MATERIAL SUPPLIED section start

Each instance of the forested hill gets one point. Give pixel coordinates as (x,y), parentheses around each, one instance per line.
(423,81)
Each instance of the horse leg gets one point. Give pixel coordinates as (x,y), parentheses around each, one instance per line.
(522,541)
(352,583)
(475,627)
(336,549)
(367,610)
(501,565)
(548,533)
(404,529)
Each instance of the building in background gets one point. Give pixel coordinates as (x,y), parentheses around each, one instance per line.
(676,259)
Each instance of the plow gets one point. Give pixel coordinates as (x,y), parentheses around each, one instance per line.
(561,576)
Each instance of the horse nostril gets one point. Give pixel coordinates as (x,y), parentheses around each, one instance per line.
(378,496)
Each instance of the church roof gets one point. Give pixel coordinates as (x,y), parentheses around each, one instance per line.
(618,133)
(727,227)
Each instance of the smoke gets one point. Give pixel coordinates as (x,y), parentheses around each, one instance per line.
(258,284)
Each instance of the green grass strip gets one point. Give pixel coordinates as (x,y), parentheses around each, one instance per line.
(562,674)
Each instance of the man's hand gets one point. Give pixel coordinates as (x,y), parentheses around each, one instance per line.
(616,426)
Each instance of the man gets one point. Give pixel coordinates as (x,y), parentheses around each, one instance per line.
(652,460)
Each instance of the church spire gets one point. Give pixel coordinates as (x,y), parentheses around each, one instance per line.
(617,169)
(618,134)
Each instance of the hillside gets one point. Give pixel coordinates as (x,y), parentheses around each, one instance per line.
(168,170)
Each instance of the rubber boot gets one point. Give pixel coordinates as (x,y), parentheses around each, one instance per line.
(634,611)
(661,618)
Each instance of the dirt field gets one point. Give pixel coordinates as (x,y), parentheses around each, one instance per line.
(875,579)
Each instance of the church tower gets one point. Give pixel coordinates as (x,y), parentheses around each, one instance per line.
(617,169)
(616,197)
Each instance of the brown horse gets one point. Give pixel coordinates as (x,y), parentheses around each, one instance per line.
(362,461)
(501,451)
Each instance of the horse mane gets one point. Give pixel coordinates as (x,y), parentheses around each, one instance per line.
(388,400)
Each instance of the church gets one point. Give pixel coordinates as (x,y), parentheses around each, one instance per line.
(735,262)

MATERIAL SUPPLIED section end

**TASK REQUIREMENTS**
Faithfully reproduce all of the records, character for character.

**WRITTEN SOLUTION**
Each instance of the forested hill gets one point. Give pixel coordinates as (x,y), parentheses around each, one instance per line.
(423,81)
Each instance of the horse leg gets one point. Give pixel coordinates as (x,y), parentheses around each, one instance per line.
(522,541)
(352,583)
(475,627)
(336,549)
(367,610)
(501,565)
(548,533)
(404,529)
Each instance of the building in background gets one point. Give pixel coordinates as (x,y), parentheses around each, one instance per line.
(676,259)
Each instance of the plow gets one point. Give pixel coordinates as (x,y), parentheses around each, one instance per line.
(561,576)
Each instance of the horse nostril gets one point. Give pixel coordinates as (x,y), parentheses around each, one instance per line.
(378,496)
Each instance of the church roof gets one point. Give pixel coordinates as (x,y), parentheses around each, one instance per line.
(618,133)
(727,227)
Each instance of the smoke gets one point. Give pixel coordinates as (x,y), parentheses around each, one instance per line.
(258,284)
Each instance of the green grass strip gets one point. Give pixel coordinates as (x,y), parentheses around each, one instance per line.
(562,674)
Each instance of the man's hand gets one point. Give pixel coordinates as (x,y), parentheses around each, one instance per line.
(616,426)
Each instance of the man gets one point. Give pixel coordinates as (x,y), parentheses around each, one instance per line.
(652,460)
Each instance of the church spire gets one point. Give pixel coordinates as (x,y), parentheses around each, one instance per line.
(617,169)
(618,134)
Each instance of the hillside gets one point. Give pixel coordinates as (x,y), parentheses around each, one instance per line.
(168,170)
Each instance of the rubber boot gets one point. Give pixel coordinates as (x,y), parentheses around each, one instance per line.
(634,611)
(661,618)
Each instance of the dirt field gets one point. Give pixel coordinates as (x,y), parentheses around each, one instance per line.
(875,579)
Each instance of the church tower gets one point. Give pixel coordinates as (x,y), parentheses around each, one instance per line.
(617,169)
(616,197)
Each instance of the brown horse gets one point. Give pixel coordinates as (x,y), parentheses around each, one instance per line.
(362,461)
(501,451)
Each instance of the horse mane gets one point. Give pixel coordinates as (x,y), parentheses around each, one instance per line.
(388,400)
Each instance of the church gets one point. Give pixel coordinates as (x,y), parentheses around each, one instance per line.
(735,262)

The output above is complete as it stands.